## Objective
Return every line in the rows below that contains the string "helmet". Uppercase and lowercase count as different.
--- start Extracted material ---
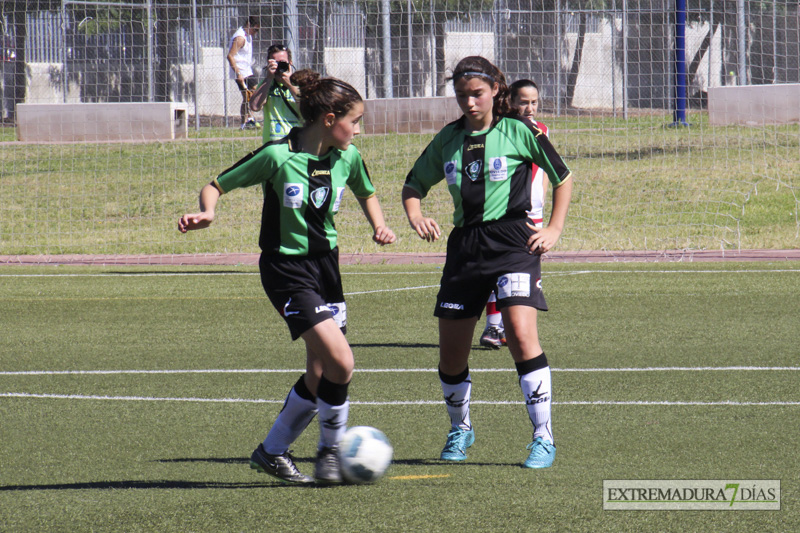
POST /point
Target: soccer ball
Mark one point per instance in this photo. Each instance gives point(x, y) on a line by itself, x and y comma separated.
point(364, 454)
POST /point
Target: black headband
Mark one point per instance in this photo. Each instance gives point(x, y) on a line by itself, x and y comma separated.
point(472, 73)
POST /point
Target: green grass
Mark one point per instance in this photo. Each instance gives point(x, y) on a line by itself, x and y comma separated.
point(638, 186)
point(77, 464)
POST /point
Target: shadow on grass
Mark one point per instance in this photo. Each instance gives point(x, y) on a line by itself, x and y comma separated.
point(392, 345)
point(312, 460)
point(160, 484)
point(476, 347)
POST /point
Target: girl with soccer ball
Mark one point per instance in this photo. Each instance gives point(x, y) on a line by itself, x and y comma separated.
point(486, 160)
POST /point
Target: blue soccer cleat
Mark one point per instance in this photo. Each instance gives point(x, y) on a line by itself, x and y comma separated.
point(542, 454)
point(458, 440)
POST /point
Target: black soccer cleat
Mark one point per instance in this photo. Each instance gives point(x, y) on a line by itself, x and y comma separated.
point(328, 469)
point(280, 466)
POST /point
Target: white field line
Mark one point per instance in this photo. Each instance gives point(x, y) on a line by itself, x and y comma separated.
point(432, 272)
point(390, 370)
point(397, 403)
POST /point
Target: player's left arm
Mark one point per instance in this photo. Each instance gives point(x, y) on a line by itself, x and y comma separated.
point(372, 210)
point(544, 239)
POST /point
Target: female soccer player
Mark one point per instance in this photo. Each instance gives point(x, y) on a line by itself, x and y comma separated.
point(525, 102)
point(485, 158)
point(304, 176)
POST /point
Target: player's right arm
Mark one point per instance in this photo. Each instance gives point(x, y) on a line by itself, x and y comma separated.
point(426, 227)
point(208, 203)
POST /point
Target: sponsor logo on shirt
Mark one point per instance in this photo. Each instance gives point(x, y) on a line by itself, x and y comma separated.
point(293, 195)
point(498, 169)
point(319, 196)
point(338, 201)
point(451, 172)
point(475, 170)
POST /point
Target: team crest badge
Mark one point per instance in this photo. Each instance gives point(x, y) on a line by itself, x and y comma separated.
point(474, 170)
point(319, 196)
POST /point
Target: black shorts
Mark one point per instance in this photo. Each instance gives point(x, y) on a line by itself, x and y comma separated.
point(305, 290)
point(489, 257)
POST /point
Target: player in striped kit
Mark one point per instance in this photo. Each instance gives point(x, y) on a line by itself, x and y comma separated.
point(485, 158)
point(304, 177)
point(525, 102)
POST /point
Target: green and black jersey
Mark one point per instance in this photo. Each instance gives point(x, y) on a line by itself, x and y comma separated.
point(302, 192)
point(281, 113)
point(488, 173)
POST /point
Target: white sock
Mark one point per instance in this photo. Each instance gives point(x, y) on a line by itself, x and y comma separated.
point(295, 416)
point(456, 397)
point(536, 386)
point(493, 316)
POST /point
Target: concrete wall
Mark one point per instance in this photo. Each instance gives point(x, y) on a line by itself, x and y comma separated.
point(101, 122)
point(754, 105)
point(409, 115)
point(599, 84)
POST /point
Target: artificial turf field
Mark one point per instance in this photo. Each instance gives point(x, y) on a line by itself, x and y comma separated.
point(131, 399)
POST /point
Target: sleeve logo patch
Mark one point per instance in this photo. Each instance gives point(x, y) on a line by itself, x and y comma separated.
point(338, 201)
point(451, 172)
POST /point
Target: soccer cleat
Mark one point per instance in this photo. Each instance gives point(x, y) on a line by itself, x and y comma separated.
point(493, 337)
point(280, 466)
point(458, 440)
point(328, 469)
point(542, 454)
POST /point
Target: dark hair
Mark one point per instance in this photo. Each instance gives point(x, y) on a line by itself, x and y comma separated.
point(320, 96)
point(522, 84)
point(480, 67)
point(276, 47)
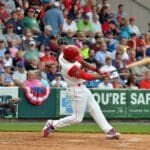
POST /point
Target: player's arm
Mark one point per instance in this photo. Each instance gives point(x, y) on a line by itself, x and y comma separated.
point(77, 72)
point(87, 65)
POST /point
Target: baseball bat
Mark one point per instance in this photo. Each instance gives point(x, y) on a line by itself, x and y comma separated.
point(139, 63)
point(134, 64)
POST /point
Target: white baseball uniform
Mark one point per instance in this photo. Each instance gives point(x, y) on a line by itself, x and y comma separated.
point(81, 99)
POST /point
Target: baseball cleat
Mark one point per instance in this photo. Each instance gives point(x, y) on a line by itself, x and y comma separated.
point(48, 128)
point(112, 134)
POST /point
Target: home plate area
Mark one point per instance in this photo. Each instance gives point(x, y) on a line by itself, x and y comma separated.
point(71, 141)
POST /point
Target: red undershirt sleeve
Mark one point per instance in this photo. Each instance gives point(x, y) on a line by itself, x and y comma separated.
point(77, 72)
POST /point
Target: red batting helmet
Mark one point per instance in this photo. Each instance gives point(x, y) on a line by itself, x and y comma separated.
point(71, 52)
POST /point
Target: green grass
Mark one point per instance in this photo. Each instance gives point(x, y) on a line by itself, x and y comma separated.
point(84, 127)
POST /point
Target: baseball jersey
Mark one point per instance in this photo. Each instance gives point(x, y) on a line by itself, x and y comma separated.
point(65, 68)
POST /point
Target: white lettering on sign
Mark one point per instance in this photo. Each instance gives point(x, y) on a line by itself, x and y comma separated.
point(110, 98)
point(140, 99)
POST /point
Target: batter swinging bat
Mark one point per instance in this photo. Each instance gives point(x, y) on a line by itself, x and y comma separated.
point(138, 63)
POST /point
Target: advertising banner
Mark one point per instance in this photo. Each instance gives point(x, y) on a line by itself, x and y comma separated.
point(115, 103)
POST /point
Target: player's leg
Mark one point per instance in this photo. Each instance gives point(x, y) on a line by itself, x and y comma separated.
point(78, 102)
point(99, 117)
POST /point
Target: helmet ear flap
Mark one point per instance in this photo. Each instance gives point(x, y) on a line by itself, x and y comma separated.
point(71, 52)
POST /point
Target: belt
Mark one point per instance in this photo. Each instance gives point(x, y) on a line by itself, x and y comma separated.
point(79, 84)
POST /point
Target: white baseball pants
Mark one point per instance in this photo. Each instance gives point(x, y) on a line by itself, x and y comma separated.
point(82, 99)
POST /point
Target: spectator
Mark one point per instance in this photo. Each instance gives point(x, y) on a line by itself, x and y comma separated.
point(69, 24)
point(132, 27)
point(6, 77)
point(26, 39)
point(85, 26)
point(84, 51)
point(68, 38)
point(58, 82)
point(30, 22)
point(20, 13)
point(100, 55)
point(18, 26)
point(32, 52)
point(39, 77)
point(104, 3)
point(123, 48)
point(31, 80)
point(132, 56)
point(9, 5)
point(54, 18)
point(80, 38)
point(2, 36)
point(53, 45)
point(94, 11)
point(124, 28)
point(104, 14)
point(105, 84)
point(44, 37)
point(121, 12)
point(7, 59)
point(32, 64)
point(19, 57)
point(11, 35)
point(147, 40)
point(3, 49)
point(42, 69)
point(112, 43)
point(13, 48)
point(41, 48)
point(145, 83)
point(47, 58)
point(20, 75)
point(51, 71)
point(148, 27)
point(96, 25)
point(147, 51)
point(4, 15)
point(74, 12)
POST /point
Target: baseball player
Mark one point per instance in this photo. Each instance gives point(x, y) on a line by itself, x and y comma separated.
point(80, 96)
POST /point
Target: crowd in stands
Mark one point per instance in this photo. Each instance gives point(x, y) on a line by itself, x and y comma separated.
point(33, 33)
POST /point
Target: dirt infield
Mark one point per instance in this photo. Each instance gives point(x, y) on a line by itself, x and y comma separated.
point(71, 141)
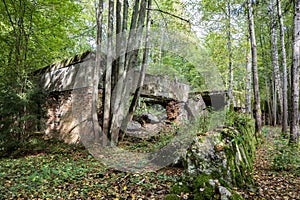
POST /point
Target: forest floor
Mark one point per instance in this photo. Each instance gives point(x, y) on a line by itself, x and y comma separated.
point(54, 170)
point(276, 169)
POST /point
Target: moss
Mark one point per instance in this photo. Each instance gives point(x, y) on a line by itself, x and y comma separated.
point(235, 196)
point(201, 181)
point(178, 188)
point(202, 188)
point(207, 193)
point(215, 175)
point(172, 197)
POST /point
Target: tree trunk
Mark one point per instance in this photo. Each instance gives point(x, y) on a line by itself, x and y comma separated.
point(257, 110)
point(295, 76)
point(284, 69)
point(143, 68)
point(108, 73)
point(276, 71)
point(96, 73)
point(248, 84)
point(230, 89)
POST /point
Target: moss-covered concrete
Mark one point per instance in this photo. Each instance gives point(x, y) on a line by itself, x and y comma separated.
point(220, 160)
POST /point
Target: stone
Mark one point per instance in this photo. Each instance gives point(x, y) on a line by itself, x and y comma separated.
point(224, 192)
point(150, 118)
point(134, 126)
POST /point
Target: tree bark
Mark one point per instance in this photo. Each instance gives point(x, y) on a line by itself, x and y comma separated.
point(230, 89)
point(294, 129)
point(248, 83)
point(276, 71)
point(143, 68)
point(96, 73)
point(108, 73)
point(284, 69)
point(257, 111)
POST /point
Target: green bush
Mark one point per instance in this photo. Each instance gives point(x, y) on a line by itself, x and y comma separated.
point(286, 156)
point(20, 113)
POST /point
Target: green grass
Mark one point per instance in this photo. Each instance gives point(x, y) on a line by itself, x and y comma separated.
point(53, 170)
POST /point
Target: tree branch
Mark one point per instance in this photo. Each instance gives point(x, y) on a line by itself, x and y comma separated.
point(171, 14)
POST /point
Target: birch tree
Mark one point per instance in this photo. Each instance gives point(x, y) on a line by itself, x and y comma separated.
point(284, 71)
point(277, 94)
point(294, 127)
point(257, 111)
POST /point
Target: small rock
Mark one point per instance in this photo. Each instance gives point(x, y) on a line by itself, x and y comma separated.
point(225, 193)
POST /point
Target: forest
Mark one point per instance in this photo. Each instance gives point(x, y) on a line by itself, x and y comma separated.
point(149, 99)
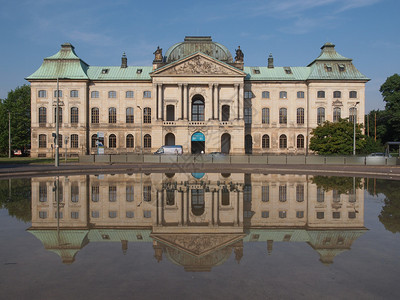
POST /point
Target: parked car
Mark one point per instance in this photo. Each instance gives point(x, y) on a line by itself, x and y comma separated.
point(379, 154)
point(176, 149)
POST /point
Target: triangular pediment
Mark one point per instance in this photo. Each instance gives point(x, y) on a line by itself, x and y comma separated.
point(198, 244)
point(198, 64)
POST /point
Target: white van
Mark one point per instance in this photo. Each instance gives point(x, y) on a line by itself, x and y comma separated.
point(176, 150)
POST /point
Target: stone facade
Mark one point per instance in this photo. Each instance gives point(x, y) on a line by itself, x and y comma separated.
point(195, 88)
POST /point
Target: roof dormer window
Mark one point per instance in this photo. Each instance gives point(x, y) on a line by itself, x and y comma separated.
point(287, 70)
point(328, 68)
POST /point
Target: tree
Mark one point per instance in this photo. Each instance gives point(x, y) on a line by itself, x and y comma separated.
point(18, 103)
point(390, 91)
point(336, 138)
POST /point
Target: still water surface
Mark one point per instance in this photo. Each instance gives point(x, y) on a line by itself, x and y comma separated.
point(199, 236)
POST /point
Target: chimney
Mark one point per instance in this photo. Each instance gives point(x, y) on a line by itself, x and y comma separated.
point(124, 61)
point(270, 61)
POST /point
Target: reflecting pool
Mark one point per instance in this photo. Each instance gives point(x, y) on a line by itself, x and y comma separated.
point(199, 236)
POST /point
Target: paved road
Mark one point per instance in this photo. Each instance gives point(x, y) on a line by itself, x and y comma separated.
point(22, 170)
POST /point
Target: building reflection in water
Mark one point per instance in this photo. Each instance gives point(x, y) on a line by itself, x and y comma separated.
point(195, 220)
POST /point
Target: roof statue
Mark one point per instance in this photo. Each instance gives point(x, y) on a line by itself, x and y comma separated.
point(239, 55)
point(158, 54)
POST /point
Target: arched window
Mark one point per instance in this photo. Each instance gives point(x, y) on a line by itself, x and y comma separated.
--- end Extracted material ---
## Expected output
Target: red batting helmet
Target: helmet ear flap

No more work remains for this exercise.